Text passage:
For u/ocarina24. Filling the 32K to 128K gap on the prefill curve. All seven configs at depth 65536:

Cache	pp512	tg128
f16 (symmetric)	602.0	59.8
q8_0 (symmetric)	479.2	57.9
turbo3 (symmetric)	469.8	49.9
turbo4 (symmetric)	418.0	55.2
q8_0 K / turbo4 V	468.2	55.9
q8_0 K / turbo3 V	465.6	52.6
f16 K / turbo4 V	8.3	4.9

Two things stood out. First, the prefill curves are nearly converged at 64K. turbo3 (470) is within 2% of q8_0 (479). Yesterday's data showed turbo3 actually pulling ahead by 128K (253 vs 245), so the bandwidth-bound regime kicks in somewhere between 64K and 128K on this hardware. Earlier than I'd estimated. Second, the asymmetric q8_0/turbo* rows track symmetric q8_0 prefill closely at this depth too. Same story as the deeper rows.

What I take from all of this

Updated cache-type recommendation from yesterday:

Coding agents (deep context, lots of generated tokens): -ctk q8_0 -ctv turbo4 is the new pick. q8_0 quality on K, turbo4 savings on V, fits 512K.
RAG or batch QA (heavy prefill, short answers): same combo, or symmetric turbo3 at the deepest depths.
Pure 1M context maxing: still symmetric turbo3, only thing that fits.
Short interactive (under 32K): f16 if memory allows, else q8_0. Quality cost is genuinely zero.

Caveats

PPL was at 4096 context. Quality at deeper contexts, where the cache is more saturated, might tell a different story.
Asymmetric quality numbers are still pending. Throughput data argues V-side compression is cheap, but I haven't measured KL or PPL on the asym combos yet.
f16 K + turbo* is a kernel fallback on this fork on Metal. Verify before assuming this combo works on other backends.
Single hardware data point (M5 Max, 128 GB). Crossover depths and the prefill/decode split likely shift with memory bandwidth and GPU core count.

Still in flight

u/GCoderDCoder. Aider Polyglot pass for f16, turbo3, and turbo4 (q8_0 was 62.2% earlier this week, n=225). Each Polyglot run is about 6 to 12 hours, so it's a few nights serial. Running later this week.
u/noctrex. Wider quant types (q4_0, q4_1, iq4_nl, q5_0, q5_1) extending the depth sweep. After Aider.
u/Able_Librarian1569. Same sweep on a non-MoE non-DeltaNet model for transferability. After the wider quant types.

Goal:
Pick up the cache-type benchmark post above after its last sentence and continue it.

Records supplied:
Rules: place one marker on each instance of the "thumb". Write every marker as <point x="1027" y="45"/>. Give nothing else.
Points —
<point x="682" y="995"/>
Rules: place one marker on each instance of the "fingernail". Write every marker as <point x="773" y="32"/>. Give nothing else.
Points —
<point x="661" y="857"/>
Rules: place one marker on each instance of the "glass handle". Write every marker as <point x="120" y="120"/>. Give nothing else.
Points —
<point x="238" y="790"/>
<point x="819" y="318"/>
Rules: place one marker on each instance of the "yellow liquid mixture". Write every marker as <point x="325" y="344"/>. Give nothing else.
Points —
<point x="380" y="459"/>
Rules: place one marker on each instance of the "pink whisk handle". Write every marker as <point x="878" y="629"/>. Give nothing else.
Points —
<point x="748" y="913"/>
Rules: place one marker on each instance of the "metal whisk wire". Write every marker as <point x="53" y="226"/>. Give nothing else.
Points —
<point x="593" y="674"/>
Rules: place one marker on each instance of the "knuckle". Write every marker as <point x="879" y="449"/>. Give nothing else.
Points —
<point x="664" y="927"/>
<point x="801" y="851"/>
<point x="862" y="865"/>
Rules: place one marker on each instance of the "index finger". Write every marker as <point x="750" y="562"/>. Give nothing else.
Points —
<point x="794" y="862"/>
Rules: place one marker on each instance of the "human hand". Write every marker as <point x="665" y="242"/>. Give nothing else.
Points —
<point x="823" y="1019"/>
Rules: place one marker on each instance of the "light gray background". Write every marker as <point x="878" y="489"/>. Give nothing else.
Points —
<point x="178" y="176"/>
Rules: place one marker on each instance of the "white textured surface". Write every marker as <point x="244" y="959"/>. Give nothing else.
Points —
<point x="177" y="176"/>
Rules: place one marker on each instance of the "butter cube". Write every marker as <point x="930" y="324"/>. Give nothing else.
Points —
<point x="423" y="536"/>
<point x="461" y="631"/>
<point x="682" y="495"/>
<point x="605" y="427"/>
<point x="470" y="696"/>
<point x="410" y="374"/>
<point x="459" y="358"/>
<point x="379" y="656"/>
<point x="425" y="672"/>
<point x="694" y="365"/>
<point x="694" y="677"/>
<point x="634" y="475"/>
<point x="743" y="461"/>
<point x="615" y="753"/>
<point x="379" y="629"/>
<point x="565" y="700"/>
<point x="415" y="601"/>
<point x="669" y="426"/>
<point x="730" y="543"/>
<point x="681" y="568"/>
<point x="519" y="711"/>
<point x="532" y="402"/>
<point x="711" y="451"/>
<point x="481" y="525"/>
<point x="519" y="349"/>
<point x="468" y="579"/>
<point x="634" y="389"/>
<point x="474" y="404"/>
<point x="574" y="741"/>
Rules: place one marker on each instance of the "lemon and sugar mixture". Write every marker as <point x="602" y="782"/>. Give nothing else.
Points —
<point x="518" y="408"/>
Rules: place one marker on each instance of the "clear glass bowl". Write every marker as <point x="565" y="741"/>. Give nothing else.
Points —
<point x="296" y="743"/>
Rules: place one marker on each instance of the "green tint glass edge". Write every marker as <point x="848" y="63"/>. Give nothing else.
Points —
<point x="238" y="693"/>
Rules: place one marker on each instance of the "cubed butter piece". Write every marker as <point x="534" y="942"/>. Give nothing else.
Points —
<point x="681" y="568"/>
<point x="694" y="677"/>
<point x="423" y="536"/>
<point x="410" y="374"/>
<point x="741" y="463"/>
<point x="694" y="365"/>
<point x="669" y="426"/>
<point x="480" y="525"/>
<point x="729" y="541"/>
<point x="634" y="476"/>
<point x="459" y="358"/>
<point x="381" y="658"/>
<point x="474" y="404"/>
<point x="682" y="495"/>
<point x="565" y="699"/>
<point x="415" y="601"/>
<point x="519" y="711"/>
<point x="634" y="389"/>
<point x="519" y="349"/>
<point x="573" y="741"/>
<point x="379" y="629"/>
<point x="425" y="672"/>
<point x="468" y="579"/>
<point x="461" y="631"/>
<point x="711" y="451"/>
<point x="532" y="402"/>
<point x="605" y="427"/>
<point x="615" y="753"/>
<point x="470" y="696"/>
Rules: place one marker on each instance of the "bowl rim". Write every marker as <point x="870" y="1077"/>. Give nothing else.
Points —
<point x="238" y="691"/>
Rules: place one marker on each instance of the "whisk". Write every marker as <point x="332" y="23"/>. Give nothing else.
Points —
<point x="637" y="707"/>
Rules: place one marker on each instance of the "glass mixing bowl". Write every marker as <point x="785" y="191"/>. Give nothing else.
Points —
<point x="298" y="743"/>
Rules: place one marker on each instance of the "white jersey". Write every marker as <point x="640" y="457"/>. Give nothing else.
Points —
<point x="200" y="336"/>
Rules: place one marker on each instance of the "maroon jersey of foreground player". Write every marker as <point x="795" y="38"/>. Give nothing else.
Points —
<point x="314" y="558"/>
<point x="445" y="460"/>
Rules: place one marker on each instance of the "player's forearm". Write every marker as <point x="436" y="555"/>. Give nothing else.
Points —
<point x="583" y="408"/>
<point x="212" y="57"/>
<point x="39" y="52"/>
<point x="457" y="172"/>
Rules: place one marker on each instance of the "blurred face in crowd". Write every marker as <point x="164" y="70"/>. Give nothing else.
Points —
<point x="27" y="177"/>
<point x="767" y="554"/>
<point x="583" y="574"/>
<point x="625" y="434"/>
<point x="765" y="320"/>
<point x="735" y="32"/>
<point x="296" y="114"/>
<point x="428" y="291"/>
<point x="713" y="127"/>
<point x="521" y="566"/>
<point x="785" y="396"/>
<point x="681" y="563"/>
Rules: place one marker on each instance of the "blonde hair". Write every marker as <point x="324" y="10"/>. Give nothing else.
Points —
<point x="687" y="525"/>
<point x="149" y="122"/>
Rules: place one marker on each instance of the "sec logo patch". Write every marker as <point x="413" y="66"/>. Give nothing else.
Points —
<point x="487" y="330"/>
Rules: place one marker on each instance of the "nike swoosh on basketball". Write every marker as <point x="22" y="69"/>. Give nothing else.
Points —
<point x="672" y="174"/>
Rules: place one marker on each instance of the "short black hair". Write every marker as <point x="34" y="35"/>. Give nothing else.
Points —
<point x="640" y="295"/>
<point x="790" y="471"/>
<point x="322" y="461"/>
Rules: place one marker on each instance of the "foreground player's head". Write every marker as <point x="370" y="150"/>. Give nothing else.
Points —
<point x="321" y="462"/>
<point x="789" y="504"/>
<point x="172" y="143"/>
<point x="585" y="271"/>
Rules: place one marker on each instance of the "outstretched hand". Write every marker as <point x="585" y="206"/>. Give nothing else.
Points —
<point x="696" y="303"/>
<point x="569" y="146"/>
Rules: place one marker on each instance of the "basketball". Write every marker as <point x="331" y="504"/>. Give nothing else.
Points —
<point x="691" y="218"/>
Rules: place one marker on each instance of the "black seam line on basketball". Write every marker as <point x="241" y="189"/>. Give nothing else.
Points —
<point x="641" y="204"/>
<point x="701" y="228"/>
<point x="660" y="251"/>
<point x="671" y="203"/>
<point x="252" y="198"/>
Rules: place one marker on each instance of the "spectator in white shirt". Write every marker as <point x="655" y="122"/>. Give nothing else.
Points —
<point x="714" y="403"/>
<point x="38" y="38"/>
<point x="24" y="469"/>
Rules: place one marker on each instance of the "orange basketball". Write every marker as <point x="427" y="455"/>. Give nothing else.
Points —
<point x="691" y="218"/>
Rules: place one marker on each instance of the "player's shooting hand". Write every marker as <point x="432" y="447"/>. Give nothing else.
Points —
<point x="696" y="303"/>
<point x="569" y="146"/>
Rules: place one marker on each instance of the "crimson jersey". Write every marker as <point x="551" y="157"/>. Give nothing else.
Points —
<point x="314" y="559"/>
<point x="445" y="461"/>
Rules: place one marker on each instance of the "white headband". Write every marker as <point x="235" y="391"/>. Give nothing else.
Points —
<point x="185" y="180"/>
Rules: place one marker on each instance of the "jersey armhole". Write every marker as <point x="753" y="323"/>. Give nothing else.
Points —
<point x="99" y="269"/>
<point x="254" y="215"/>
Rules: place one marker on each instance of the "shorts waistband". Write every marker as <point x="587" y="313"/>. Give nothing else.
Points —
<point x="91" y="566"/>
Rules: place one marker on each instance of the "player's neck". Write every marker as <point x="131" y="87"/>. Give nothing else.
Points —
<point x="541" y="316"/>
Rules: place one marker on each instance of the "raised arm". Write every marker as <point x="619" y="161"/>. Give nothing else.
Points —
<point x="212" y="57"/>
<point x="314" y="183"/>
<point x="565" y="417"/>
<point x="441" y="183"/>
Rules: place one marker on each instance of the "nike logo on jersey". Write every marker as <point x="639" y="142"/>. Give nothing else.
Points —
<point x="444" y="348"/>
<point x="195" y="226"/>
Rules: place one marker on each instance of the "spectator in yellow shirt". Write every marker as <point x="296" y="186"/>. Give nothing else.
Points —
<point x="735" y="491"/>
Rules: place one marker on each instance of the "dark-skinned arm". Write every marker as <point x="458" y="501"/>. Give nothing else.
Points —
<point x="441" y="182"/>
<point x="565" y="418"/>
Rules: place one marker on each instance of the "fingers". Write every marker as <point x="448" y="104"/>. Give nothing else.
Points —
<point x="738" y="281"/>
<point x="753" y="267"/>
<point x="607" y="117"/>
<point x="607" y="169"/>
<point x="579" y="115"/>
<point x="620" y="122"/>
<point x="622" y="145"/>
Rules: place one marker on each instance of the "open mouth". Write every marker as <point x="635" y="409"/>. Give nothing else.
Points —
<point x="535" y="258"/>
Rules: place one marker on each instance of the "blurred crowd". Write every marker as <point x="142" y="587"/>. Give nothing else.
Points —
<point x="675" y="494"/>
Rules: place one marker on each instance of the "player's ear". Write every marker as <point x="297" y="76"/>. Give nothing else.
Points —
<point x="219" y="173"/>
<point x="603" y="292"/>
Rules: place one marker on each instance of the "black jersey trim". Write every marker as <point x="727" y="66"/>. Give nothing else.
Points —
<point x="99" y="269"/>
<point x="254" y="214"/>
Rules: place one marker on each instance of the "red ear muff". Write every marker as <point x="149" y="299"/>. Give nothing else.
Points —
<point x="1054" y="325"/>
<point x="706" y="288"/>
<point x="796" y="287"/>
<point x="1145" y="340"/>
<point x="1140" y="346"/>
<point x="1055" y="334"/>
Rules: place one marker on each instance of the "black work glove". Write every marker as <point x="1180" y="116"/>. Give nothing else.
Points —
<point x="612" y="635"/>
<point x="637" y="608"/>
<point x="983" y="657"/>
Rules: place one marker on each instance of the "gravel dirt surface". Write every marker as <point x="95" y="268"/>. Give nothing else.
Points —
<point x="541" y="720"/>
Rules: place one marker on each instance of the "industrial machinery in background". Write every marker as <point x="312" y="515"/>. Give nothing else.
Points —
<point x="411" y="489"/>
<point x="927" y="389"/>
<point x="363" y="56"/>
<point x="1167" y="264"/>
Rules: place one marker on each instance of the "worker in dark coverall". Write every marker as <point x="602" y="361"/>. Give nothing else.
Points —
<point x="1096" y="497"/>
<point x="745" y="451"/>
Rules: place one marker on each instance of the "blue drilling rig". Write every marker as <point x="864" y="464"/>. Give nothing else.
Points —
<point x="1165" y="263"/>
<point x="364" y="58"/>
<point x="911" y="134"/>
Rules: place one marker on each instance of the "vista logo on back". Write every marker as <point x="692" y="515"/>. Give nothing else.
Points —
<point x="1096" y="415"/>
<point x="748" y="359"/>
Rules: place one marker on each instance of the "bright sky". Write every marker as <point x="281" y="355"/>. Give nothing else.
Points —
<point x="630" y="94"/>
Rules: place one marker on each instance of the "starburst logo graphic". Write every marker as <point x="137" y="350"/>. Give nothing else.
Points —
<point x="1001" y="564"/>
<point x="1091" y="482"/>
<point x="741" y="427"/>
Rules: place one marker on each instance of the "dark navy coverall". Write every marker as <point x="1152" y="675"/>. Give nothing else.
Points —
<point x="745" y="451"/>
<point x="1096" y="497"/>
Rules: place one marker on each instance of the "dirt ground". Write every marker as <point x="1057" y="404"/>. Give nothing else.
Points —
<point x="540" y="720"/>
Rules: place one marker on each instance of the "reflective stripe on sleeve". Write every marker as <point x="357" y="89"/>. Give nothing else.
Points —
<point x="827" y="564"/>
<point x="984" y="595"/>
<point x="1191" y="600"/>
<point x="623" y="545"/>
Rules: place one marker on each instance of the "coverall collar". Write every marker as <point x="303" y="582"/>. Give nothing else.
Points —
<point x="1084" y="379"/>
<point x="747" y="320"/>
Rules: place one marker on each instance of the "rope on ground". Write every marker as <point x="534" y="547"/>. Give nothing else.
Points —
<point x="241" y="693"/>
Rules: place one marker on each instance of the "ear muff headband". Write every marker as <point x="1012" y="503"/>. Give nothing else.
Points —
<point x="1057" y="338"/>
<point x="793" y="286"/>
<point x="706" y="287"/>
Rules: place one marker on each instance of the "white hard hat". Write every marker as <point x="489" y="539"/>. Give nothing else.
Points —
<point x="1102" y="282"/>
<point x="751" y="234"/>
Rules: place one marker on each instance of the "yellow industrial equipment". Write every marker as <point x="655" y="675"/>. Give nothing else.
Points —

The response:
Same offer as yesterday. If you have non-M5-Max Apple Silicon and want to run a slice of this matrix, drop your numbers below or DM me. Happy to send the raw llama-bench and llama-perplexity output for anyone who wants to dig into the per-cell stats.

Full writeup with the methodology and the per-cell stderr numbers: https://llmkube.com/blog/turboquant-m5-max-quality-and-asymmetric

[-]

PaceZealousideal6091@reddit

I appreciate this update but what's the point of this if you don't include the Q4_0 (and maybe q5_0) kv cache kld to compare with? You are advocating turbo3 and 4 when most of the other results indicate that it's not that better or even worse than the standard kv quants like q4_0. The whole reason lcpp hasn't integrated turbo quants is because atv it's current implementation, it's not that good.

[-]

Defilan@reddit (OP)

Fair point, the q4_0 / q5_0 gap is the real comparison and I should have included it in this round. q4_0 at \~4.5 bpv vs turbo4's \~4.25 is the head-to-head that actually settles whether turbo4 is winning anything. Without that data, calling it "the new pick" was overreach on my part. The only claim I can actually defend from this round is the memory-ceiling story (q8_0 K + turbo4 V fits 512K where symmetric q8_0 OOMs at 256K), not a quality argument. Wider quant types are in the "still in flight" list at the bottom of the post; I'll fold KL + PPL into that sweep so we get a direct head-to-head, and if q4_0 lands closer to f16 than turbo4 does, the recommendation gets updated. Good callout, I appreciate it! All part of the journey.

[-]

Gringe8@reddit

Why does this read like opus

[-]

Orolol@reddit

Because it is.

[-]

PaceZealousideal6091@reddit

Actually, it's not even memory ceiling story. Without comparing the quality part of the argument, Q3_0 and lower quants will beat turbo quants anyday.

[-]

Defilan@reddit (OP)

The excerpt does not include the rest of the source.